#### Document extract:
========================================

Was FUCKING AMAZING.

Lets see, a quick recap. (Previously posted on my Live Journal, but slightly edited )

I instigated my second orgy in two months.

I played sexually with two beautiful women. One of which I may get to play with again :)

I fucked a huge cock with a woman’s hand inside my ass.

I let said huge cock fuck my ass, and I was able to take it. It was also his first time for any sort of anal play, and it was awesome. I now understand the need for deeper anal lube.

I had a horizontal rope suspension with a famous BDSM presenter. I loved it, and want to do more.

I got to beat up a pain slut.

I got to do a three top spanking scene.

I got to see and experience an absolutely amazing presenter, and participate in something that very very few people will ever do or conceive of.

I flirted with lots of people.

I bought fucking awesome spiky boots. Pictures coming soon, I promise.

I also bought Opening Up, and had Tristan sign it. I also mistook Tristan for a girl in my class.

I did a lot of talking and thinking about the scene and BDSM and submission. I was talking with a dominant from the above mentioned spanking scene about my current state of mind. Basically, I would like to take a step towards submission within a relationship, but I am not sure if I can handle it, either physically or emotionally. This dominant made the very practical recommendation that I try it, and see if I enjoy it. If I do or I dont, I have learned a very valuable lesson. The presenter afterward suggested that which scares us most is probably the very experience that we need to attempt. Thus, I will attempt it.

========================================

#### Study material:

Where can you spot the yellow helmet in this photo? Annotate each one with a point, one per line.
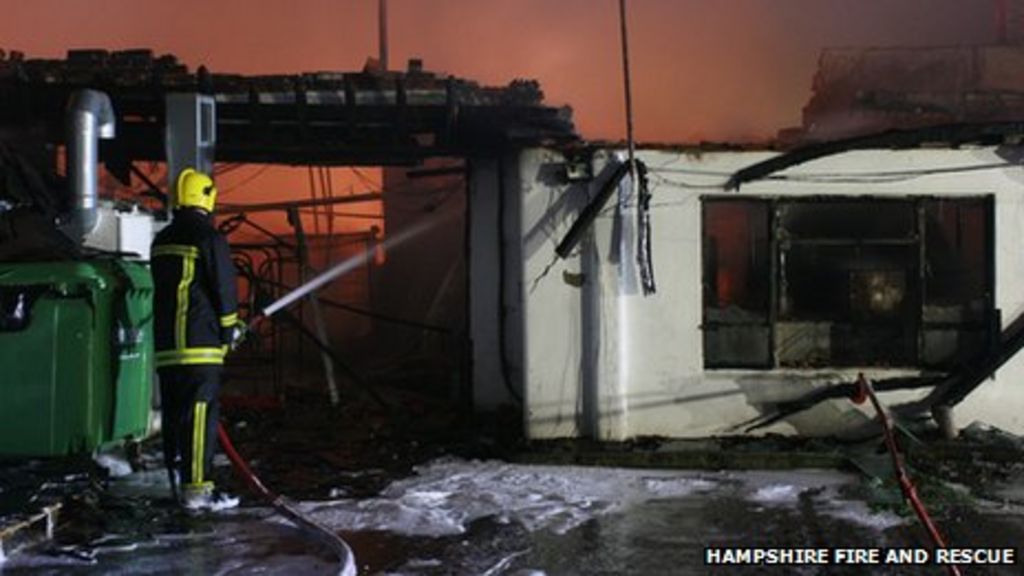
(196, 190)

========================================

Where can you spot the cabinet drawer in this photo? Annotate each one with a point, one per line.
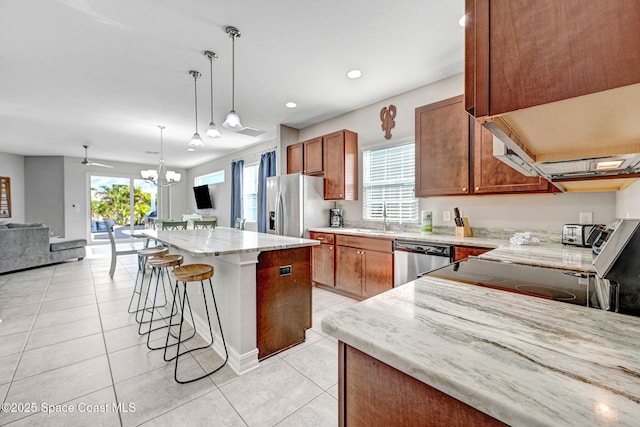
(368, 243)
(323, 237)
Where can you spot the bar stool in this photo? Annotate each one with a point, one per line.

========================================

#### Directions:
(a) Reproduce the event recap starting with "I got to see" and going on through "in my class.".
(b) Write what comes next in the event recap, picking up after its final sentence.
The listing is material apart from the event recap.

#### Answer set:
(a)
I got to see and experience an absolutely amazing presenter, and participate in something that very very few people will ever do or conceive of.

I flirted with lots of people.

I bought fucking awesome spiky boots. Pictures coming soon, I promise.

I also bought Opening Up, and had Tristan sign it. I also mistook Tristan for a girl in my class.

(b)
I cried with the needle play that I was seeking, which has led me to my realization that I really need to find a professional to help me deal with this. I have a few feelers out for kink and insurance friendly therapists in the area. (The answer is not “just stop playing” as I think the underlying reason, whatever it is, is affecting other portions of my life. Its just that physical pain will bring it out much faster than emotional work will.)

In short, it was fucking amazing. And, since then, I have now used “fucking” far too much as a descriptor.

If you would like more in-depth information about any of these items, drop me a comment and I will write more extensively about it! :-)

4 Responses to “Dark Odyssey”
  1. ammre says:

    that sounds awesome. Maybe my next DO will be as awesome.

  2. Lynn says:

    You are going a long way very fast – I’m glad that the experiences are amazing. *hugs*

    I hope that you are able to get with a good therapist soon.